== Source material ==

━━━━━━━━━━━━━━━━━━━━━━━━━━━━━━

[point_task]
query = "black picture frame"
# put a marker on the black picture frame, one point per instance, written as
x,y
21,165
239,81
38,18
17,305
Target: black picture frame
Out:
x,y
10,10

━━━━━━━━━━━━━━━━━━━━━━━━━━━━━━

== Stated problem ==
Copy out all of these rows again, requests included, and shift every coordinate in the answers by adding 95 to each number. Leave the numbers in the requests and their format samples unchanged.

== Task answer ==
[point_task]
query = "black picture frame"
# put a marker on the black picture frame, one point per instance, written as
x,y
21,165
239,81
38,18
17,305
Target: black picture frame
Out:
x,y
105,105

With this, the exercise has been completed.